## Source
The Dow Jones industrial average closed at 11,383.68, down 512.76 points or 4.3 per cent. The broader S&P 500 closed at 1200.07, down 60.27 points or 4.8 per cent. In Canada, the S&P/TSX composite index closed at 12,380.13, down 435.90 points or 3.4 per cent.

For the Dow, Thursday's retreat marked its biggest percentage decline since Feb. 10, 2009, about a month before major indexes finally bottomed out at 12-year lows. In terms of points, though, the Dow hasn't fallen more than 500 points since December, 2008, when the bear market was in full-bloom.

The retreat was widespread, affecting all 30 stocks within the Dow. Only three stocks within the S&P 500 saw gains: Motorola Mobility Holdings, Vulcan Materials and PG&E Corp. Kraft Foods Inc., which had been up for most of the day on enthusiasm over the company's decision to split itself into two publicly traded companies, gave in to the selling pressure. It ended the day down 1.5 per cent.

The losses put the S&P 500 down 12 per cent from its recent high at the end of April, conforming to the general definition of a stock market correction. However, the index did suffer a more severe setback last summer.

Now, some of the same issues that had weighed on stocks in 2010 have returned. High bond yields in Italy and Spain have fed concerns that the debt crisis has spread beyond Greece. These concerns were expressed by no less an authority than the European Central Bank, which announced anti-crisis measures on Thursday to keep money flowing to banks and buy distressed bonds.

## What to do
(a) Add 97 to every coordinate of each answer box in the rows, from the line containing "slope in the" through the end of the rows, and write out all those lines again with the requests unchanged.
(b) Carry on the news piece about Thursday's stock market slide from its last sentence.

## Materials provided
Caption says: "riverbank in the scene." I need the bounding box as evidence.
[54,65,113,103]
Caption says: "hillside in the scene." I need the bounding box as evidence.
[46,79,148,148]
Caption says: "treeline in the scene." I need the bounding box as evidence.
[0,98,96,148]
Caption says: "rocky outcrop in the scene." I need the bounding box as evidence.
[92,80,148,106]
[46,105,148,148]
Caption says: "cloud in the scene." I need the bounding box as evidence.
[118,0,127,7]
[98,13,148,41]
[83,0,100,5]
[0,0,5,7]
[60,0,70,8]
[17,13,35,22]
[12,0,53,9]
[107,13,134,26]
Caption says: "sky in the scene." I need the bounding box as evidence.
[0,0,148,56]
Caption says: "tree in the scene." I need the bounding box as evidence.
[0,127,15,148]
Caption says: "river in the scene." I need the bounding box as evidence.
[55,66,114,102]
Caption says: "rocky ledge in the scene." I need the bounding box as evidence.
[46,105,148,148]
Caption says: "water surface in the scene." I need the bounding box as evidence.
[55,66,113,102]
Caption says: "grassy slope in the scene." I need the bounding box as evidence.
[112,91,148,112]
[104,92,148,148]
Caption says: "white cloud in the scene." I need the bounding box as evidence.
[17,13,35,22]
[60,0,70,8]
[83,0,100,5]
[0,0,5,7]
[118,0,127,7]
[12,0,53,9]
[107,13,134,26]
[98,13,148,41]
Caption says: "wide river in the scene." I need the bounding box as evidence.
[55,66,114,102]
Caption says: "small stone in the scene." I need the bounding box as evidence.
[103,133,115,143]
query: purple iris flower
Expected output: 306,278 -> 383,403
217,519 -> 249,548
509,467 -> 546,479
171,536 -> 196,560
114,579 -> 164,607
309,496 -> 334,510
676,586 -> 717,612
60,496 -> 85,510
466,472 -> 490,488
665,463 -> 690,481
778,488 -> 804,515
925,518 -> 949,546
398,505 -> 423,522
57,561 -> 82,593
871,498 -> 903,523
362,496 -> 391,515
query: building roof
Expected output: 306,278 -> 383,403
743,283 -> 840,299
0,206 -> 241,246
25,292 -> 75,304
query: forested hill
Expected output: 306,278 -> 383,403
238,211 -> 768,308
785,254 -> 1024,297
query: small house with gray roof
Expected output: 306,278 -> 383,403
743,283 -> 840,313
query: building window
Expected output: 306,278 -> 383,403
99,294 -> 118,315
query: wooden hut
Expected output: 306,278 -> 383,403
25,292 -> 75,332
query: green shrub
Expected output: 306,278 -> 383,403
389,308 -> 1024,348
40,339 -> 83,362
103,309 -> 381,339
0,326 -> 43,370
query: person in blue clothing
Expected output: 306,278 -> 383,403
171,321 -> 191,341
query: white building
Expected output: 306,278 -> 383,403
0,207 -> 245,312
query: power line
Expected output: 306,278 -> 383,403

## Expected results
(a)
Caption says: "grassy slope in the scene." I need the bounding box as evidence.
[209,188,245,209]
[201,189,245,245]
Caption says: "white cloud in the scene." I need the bounding box as evidence.
[114,110,132,119]
[157,97,167,105]
[180,97,197,102]
[97,97,102,104]
[215,97,224,104]
[109,97,150,106]
[204,110,231,123]
[195,110,245,138]
Caption says: "wide river in the scene." I need the bounding box as evidence.
[152,163,211,199]
Caption says: "small stone in the scene." I need the bounding box as evidence.
[200,230,212,240]
query: purple iris flower
Expected output: 306,278 -> 383,403
314,616 -> 346,645
606,564 -> 643,576
268,633 -> 293,657
211,676 -> 261,704
406,593 -> 431,607
773,683 -> 814,709
157,593 -> 182,607
563,569 -> 587,585
762,560 -> 787,578
875,585 -> 901,612
1022,615 -> 1046,643
495,602 -> 520,619
154,658 -> 179,690
968,595 -> 1000,620
459,593 -> 488,612
query: building roof
Expected output: 306,278 -> 383,403
840,380 -> 937,396
97,303 -> 338,343
122,389 -> 172,401
query: forested hill
Expected output: 306,278 -> 383,403
335,308 -> 865,405
882,351 -> 1121,394
query: small house with gray roof
Expected output: 306,278 -> 383,403
840,380 -> 937,410
query: building window
Expected output: 306,278 -> 383,403
196,391 -> 215,412
query: wooden hut
Expected output: 306,278 -> 383,403
122,389 -> 172,429
query: green shrub
Expected output: 306,278 -> 383,403
486,405 -> 1121,445
137,436 -> 180,459
200,406 -> 478,436
97,423 -> 140,467
query: person in blue clothing
Expected output: 306,278 -> 383,403
268,418 -> 288,438
query: white building
Expected output: 306,278 -> 383,403
97,304 -> 342,409
query: power line
Expected output: 306,278 -> 383,403

(b)
As well, investors remain nervous about the U.S. economy following recent disappointing reports on economic growth in the second quarter and worse-than-expected readings on manufacturing and non-manufacturing activity in July, raising fears that the economy is sliding into another recession. The Labor Department will release its payrolls report on Friday morning.

Commodities were hit hard during the selloff. In particular, crude oil fell to $86.63 (U.S.) a barrel, down $5.30. That hit Canada's energy-heavy TSX hard, with Suncor Energy Inc. tumbling 4.4 per cent.

For safety, investors turned to the U.S. dollar and U.S. government bonds. The U.S. dollar index rose 1.7 per cent, while the yield on the 10-year U.S. Treasury bond, which moves in the opposite direction to price, fell to 2.42 per cent – its lowest level since October.

Meanwhile, gold fell to $1,659 an ounce, down $7.30 – the victim of a rising U.S. dollar and perhaps margin calls.